**TAREFA 1**
Devolva, sem alterações, a passagem do trecho do documento que vai de "Descobrimos dentro do" a "ou por telefonemas.".
**TAREFA 2**
Você consegue reescrever em forma de lista, e de modo mais breve, o parágrafo do trecho do documento que começa com "Nós, estudantes, fizemos o grande encontro", mantendo os fatos principais?
**TAREFA 3**
Em quais lugares, segundo o trecho do documento, as ideias, articulações e agitações fervilhavam?

**TRECHO DO DOCUMENTO**

•••••

Descobrimos dentro do nosso grupo de teatro um agente federal infiltrado e o expulsamos. Começamos a ser ainda mais perseguidos, ameaçados diretamente ou por telefonemas.
Ao entrar na faculdade em 76, caí no turbilhão político da FAFICH, na área de ciências humanas e sociais, a unidade de faculdades mais agitada da UFMG, em BH.
As idéias, as articulações, as agitações, as organizações fervilhavam ali mesmo. No murinho, nos DAs, nos Centro de Estudos, nas festas, nas reuniões infindáveis que varavam noite afora.
Nós, estudantes, fizemos o grande encontro de reorganização da UNE – União Nacional dos Estudantes, no Campus da Escola de Medicina, em um final de semana. Vieram quase mil estudantes de todo o Brasil. Quando achávamos que aquilo ali já era um começo de revolução democrática, o Exército, com a Polícia Federal e as polícias de Minas Gerais, cercaram tudo, prenderam as lideranças nacionais e os organizadores estaduais. Fizeram um corredor polonês, com saída pro Hospital Borges da Costa. Cada um de nós que passava levava pancadas e xingamentos de subversivos, comunistas, agitadores, filho da puta e outros nomes que não atrevíamos a contar para nossas mães.

•••••

**SEÇÃO DE DADOS**

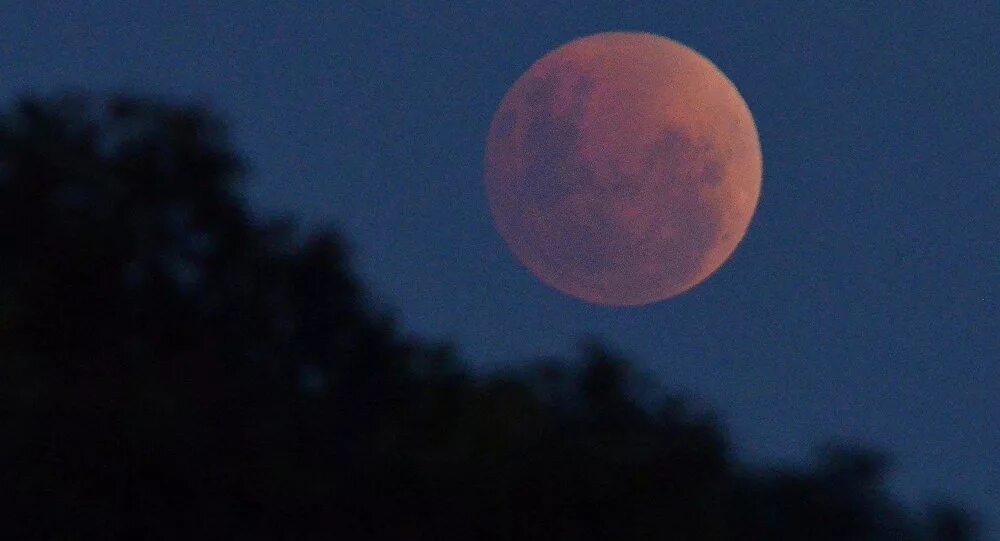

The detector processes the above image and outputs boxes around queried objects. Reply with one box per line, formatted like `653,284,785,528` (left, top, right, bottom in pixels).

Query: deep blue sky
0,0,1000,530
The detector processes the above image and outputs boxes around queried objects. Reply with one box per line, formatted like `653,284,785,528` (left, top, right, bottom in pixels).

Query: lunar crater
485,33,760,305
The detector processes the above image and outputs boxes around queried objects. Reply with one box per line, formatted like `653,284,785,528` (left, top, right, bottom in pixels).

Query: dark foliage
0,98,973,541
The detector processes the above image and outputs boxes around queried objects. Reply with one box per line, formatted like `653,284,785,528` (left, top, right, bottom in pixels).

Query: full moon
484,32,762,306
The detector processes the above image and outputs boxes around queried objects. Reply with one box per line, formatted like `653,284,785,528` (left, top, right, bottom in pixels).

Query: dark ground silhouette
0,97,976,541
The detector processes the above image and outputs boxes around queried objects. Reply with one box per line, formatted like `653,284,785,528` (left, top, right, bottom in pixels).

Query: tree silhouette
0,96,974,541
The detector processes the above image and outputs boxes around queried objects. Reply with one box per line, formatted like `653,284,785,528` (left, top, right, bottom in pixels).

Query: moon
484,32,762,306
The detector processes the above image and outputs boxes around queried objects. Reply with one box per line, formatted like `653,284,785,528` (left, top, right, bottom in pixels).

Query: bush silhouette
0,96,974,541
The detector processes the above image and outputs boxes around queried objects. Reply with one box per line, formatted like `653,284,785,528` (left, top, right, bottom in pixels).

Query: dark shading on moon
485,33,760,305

•••••

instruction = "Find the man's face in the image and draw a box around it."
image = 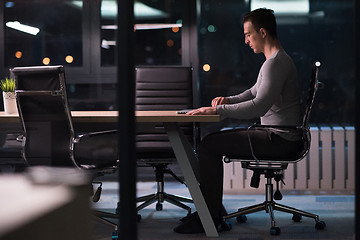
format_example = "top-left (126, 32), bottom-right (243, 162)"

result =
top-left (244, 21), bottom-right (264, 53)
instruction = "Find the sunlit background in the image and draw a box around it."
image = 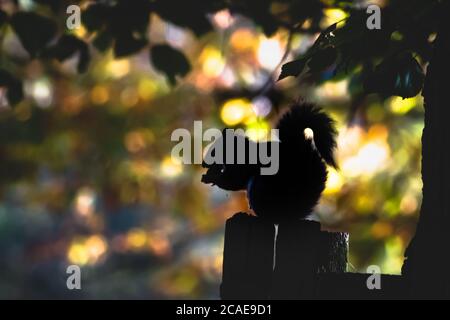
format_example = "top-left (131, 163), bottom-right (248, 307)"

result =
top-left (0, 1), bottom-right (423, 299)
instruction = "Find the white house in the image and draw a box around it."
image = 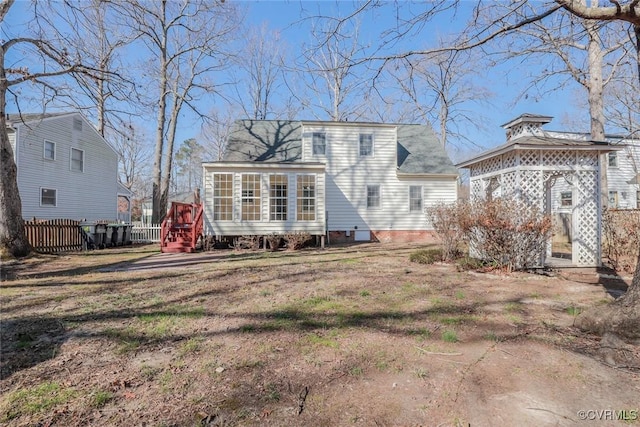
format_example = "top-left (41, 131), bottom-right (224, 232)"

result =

•••••

**RESPOSTA 1**
Descobrimos dentro do nosso grupo de teatro um agente federal infiltrado e o expulsamos. Começamos a ser ainda mais perseguidos, ameaçados diretamente ou por telefonemas.

**RESPOSTA 2**
- Os estudantes realizaram, em um final de semana, o encontro de reorganização da UNE no Campus da Escola de Medicina.
- Vieram quase mil estudantes de todo o Brasil.
- O Exército, a Polícia Federal e as polícias de Minas Gerais cercaram o local e prenderam as lideranças nacionais e os organizadores estaduais.
- Foi feito um corredor polonês com saída para o Hospital Borges da Costa.
- Cada estudante que passava levava pancadas e era xingado de subversivo, comunista, agitador e outros nomes.

**RESPOSTA 3**
- No murinho
- Nos DAs
- Nos Centro de Estudos
- Nas festas
- Nas reuniões infindáveis que varavam noite afora